*** Opening of The data ***
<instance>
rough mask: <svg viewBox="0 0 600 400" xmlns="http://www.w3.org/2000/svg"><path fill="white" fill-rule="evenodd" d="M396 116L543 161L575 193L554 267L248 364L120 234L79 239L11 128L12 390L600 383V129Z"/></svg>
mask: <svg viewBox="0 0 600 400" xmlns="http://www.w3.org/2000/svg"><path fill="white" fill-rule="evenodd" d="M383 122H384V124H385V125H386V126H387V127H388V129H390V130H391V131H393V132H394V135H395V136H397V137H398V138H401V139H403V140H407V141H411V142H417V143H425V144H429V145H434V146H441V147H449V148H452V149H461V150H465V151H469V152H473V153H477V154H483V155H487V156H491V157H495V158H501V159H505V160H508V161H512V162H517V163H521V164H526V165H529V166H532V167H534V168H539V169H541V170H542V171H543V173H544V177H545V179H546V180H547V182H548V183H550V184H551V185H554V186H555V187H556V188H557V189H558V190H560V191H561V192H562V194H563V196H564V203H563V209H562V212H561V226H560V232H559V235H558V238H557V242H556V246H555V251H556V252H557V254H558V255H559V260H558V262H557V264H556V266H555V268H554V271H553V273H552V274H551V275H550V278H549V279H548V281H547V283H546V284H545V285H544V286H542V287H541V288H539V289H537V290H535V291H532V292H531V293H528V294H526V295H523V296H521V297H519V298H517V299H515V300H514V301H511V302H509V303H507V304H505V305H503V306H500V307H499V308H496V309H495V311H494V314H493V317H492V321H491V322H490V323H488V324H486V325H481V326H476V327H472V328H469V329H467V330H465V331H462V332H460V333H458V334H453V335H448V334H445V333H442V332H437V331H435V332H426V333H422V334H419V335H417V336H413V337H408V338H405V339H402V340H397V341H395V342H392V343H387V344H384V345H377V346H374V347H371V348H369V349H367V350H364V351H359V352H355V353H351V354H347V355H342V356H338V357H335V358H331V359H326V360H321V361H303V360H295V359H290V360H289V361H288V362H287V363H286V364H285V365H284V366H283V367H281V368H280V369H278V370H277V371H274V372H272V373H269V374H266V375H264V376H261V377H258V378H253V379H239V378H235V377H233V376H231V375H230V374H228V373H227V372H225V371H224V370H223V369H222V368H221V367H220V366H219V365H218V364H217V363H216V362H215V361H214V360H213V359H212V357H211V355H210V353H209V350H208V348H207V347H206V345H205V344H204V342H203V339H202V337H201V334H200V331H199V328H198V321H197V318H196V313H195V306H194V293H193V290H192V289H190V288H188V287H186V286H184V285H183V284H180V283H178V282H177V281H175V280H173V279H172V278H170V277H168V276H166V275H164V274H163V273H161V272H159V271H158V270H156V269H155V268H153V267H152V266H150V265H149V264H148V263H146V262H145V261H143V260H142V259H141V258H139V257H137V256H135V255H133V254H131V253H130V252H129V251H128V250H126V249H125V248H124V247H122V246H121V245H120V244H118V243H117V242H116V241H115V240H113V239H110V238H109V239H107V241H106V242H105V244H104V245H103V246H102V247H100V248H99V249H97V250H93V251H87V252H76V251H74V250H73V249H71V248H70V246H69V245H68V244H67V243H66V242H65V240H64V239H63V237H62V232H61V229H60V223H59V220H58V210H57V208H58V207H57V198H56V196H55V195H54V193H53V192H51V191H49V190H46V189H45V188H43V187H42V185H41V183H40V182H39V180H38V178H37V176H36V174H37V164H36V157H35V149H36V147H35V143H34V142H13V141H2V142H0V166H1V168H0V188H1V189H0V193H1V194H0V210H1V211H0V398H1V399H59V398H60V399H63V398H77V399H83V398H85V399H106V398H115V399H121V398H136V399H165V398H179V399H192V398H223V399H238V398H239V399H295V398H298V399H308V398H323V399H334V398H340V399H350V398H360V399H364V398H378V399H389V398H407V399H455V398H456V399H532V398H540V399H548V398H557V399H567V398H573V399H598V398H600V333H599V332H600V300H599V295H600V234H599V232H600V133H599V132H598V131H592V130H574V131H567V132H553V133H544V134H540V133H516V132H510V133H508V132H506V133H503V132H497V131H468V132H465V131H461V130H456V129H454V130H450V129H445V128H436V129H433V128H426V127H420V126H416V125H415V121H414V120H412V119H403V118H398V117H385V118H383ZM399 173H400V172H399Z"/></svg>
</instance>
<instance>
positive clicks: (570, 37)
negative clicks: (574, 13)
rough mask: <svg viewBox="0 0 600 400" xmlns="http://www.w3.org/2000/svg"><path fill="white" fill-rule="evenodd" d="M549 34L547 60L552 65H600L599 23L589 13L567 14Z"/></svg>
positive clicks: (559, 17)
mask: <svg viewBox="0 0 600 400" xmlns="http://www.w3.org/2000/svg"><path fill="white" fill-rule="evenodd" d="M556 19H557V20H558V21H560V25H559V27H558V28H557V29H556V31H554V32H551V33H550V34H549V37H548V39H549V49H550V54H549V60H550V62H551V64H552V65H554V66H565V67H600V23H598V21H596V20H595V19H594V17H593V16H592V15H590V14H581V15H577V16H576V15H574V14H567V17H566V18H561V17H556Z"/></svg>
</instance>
*** Close of The data ***
Convert the listing above into a Markdown table with the columns Row and Entry, putting each line in its own numbered row and omitting blank lines.

• [Result for this exercise]:
| Row | Entry |
|---|---|
| 1 | <instance> |
| 2 | rough mask: <svg viewBox="0 0 600 400" xmlns="http://www.w3.org/2000/svg"><path fill="white" fill-rule="evenodd" d="M396 116L543 161L575 193L554 267L248 364L120 234L79 239L11 128L12 390L600 383V129Z"/></svg> |
| 3 | mask: <svg viewBox="0 0 600 400" xmlns="http://www.w3.org/2000/svg"><path fill="white" fill-rule="evenodd" d="M383 122H384V124H385V125H386V126H387V127H388V129H390V130H391V131H393V132H394V135H395V136H397V137H398V138H401V139H403V140H407V141H411V142H417V143H425V144H429V145H434V146H441V147H449V148H452V149H461V150H465V151H469V152H473V153H477V154H483V155H487V156H491V157H495V158H501V159H505V160H508V161H512V162H517V163H521V164H526V165H529V166H532V167H534V168H539V169H541V170H542V171H543V173H544V177H545V179H546V180H547V182H548V183H550V184H551V185H554V186H555V187H556V188H557V189H558V190H560V191H561V192H562V194H563V196H564V203H563V209H562V212H561V226H560V232H559V235H558V238H557V242H556V246H555V251H556V252H557V254H558V255H559V260H558V262H557V264H556V266H555V268H554V271H553V273H552V274H551V275H550V278H549V279H548V281H547V283H546V284H545V285H544V286H542V287H541V288H539V289H537V290H535V291H532V292H531V293H528V294H526V295H523V296H521V297H519V298H517V299H515V300H514V301H511V302H509V303H507V304H505V305H503V306H500V307H499V308H496V309H495V311H494V314H493V317H492V321H491V322H490V323H488V324H486V325H481V326H476V327H472V328H469V329H467V330H465V331H462V332H460V333H458V334H453V335H448V334H445V333H442V332H437V331H435V332H426V333H422V334H419V335H417V336H413V337H408V338H405V339H402V340H397V341H395V342H392V343H387V344H384V345H377V346H374V347H371V348H369V349H367V350H364V351H359V352H355V353H351V354H347V355H342V356H338V357H335V358H331V359H326V360H321V361H303V360H295V359H290V360H289V361H288V362H287V363H286V364H285V365H284V366H283V367H281V368H280V369H278V370H277V371H274V372H272V373H269V374H266V375H264V376H261V377H258V378H253V379H239V378H235V377H233V376H231V375H230V374H228V373H227V372H225V371H224V370H223V369H222V368H221V367H220V366H219V365H218V364H217V363H216V362H215V361H214V360H213V359H212V357H211V355H210V353H209V350H208V348H207V347H206V345H205V344H204V342H203V339H202V337H201V334H200V331H199V328H198V321H197V318H196V313H195V306H194V293H193V290H192V289H190V288H188V287H186V286H184V285H183V284H180V283H178V282H177V281H175V280H173V279H172V278H170V277H168V276H166V275H164V274H163V273H161V272H159V271H158V270H156V269H155V268H153V267H152V266H150V265H149V264H148V263H146V262H145V261H143V260H142V259H141V258H139V257H137V256H135V255H133V254H131V253H130V252H129V251H128V250H126V249H125V248H124V247H122V246H121V245H120V244H118V243H117V242H116V241H115V240H113V239H110V238H109V239H107V241H106V242H105V244H104V245H103V246H102V247H100V248H99V249H97V250H93V251H87V252H76V251H74V250H73V249H71V248H70V246H69V245H68V244H67V243H66V242H65V240H64V239H63V237H62V232H61V229H60V223H59V220H58V210H57V208H58V207H57V198H56V196H55V195H54V193H53V192H51V191H49V190H46V189H45V188H43V187H42V185H41V183H40V182H39V180H38V178H37V176H36V174H37V164H36V157H35V149H36V147H35V143H34V142H13V141H2V142H0V166H1V168H0V188H1V189H0V193H1V194H0V210H1V211H0V398H1V399H59V398H60V399H63V398H77V399H83V398H85V399H106V398H115V399H121V398H136V399H165V398H179V399H192V398H223V399H238V398H239V399H295V398H298V399H308V398H323V399H334V398H340V399H350V398H360V399H364V398H378V399H389V398H407V399H455V398H456V399H532V398H540V399H548V398H557V399H567V398H573V399H598V398H600V333H599V332H600V300H599V295H600V234H599V232H600V133H599V132H598V131H592V130H574V131H567V132H553V133H544V134H540V133H516V132H510V133H508V132H506V133H503V132H497V131H468V132H465V131H461V130H456V129H454V130H450V129H445V128H436V129H433V128H426V127H420V126H416V125H415V121H414V120H412V119H403V118H398V117H385V118H383ZM399 173H400V172H399Z"/></svg> |
| 4 | </instance> |
| 5 | <instance> |
| 6 | positive clicks: (570, 37) |
| 7 | negative clicks: (574, 13) |
| 8 | rough mask: <svg viewBox="0 0 600 400" xmlns="http://www.w3.org/2000/svg"><path fill="white" fill-rule="evenodd" d="M549 34L547 60L552 65H600L599 23L589 13L567 14Z"/></svg> |
| 9 | positive clicks: (559, 17) |
| 10 | mask: <svg viewBox="0 0 600 400" xmlns="http://www.w3.org/2000/svg"><path fill="white" fill-rule="evenodd" d="M556 19H557V20H558V21H560V25H559V27H558V28H557V29H556V31H554V32H551V33H550V34H549V37H548V39H549V49H550V54H549V60H550V62H551V64H552V65H554V66H565V67H600V23H598V21H596V20H595V19H594V17H593V16H592V15H590V14H581V15H577V16H576V15H574V14H567V17H566V18H561V17H556Z"/></svg> |
| 11 | </instance> |